» **YOUR GOAL**: From the line containing "Each instance of the young" down to the line containing "Each instance of the woman's leg" in the records below, reproduce every line exactly, ends included, and omit all others.

» **RECORDS PROVIDED**:
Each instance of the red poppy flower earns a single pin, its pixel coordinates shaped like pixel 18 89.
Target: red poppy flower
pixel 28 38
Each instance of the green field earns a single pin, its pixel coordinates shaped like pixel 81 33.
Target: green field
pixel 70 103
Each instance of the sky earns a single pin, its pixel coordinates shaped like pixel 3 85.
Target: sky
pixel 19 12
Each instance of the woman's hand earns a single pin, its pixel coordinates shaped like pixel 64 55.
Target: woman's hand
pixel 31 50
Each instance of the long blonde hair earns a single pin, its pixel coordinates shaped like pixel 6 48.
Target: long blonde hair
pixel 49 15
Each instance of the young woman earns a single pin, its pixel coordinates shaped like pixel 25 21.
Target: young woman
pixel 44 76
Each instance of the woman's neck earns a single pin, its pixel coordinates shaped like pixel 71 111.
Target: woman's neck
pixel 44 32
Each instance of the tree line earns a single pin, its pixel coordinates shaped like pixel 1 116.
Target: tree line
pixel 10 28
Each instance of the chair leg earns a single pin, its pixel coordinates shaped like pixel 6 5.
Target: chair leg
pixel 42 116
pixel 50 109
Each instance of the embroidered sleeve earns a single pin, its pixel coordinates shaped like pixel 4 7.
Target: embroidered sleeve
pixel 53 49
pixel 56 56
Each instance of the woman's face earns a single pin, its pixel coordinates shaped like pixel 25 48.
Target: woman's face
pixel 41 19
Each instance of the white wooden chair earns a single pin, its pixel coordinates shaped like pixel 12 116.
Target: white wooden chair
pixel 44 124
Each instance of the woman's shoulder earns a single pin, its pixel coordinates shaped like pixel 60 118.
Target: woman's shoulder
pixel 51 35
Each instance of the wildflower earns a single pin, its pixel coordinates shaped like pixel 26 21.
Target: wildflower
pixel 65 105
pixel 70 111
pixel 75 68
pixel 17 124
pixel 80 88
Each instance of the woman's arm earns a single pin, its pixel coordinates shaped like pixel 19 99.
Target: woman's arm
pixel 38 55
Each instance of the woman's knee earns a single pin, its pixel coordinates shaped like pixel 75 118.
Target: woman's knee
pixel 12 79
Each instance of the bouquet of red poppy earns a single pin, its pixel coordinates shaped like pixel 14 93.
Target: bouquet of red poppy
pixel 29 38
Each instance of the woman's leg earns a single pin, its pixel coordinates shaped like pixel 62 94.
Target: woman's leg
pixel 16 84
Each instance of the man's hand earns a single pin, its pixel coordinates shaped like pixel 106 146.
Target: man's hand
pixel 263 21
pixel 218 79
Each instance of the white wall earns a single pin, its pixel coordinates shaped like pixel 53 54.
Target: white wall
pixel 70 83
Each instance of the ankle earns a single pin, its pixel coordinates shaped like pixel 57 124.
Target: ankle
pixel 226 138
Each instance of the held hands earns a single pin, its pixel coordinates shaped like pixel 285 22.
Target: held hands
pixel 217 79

» **RESULT FOR THIS EXERCISE**:
Each instance of the young woman earns a single pin, its pixel coordinates shaped like pixel 25 21.
Target: young woman
pixel 44 76
Each instance of the woman's neck earns a single pin, its pixel coordinates shaped like pixel 71 111.
Target: woman's neck
pixel 44 32
Each instance of the tree line earns a single pin, its pixel coordinates shaped like pixel 1 116.
Target: tree line
pixel 10 28
Each instance of the chair leg earns a single pin, its pixel coordinates shaped like pixel 6 5.
Target: chair leg
pixel 42 116
pixel 50 109
Each instance of the embroidered sleeve earns a single pin, its pixel coordinates shaped like pixel 4 7.
Target: embroidered sleeve
pixel 53 49
pixel 56 56
Each instance of the woman's face earns a single pin, its pixel coordinates shaped like pixel 25 48.
Target: woman's face
pixel 41 19
Each instance of the white wooden chair earns a single pin, its pixel coordinates shaped like pixel 12 116.
Target: white wooden chair
pixel 44 124
Each instance of the woman's shoulder earns a single pin, its pixel coordinates shaped like pixel 60 118.
Target: woman's shoulder
pixel 51 35
Each instance of the wildflower earns a single pin, its pixel coordinates shaped like pixel 26 21.
Target: wildflower
pixel 65 105
pixel 70 111
pixel 75 68
pixel 17 124
pixel 80 88
Each instance of the woman's arm earns a single pin, its pixel coordinates shaped like pixel 19 99.
Target: woman's arm
pixel 38 55
Each instance of the woman's knee earns a single pin, its pixel coordinates shaped like pixel 75 118.
Target: woman's knee
pixel 12 79
Each instance of the bouquet of red poppy earns a single pin, its pixel coordinates shaped like pixel 14 93.
Target: bouquet of red poppy
pixel 29 38
Each instance of the woman's leg earns a single pin, its pixel coordinates shaped like pixel 62 94.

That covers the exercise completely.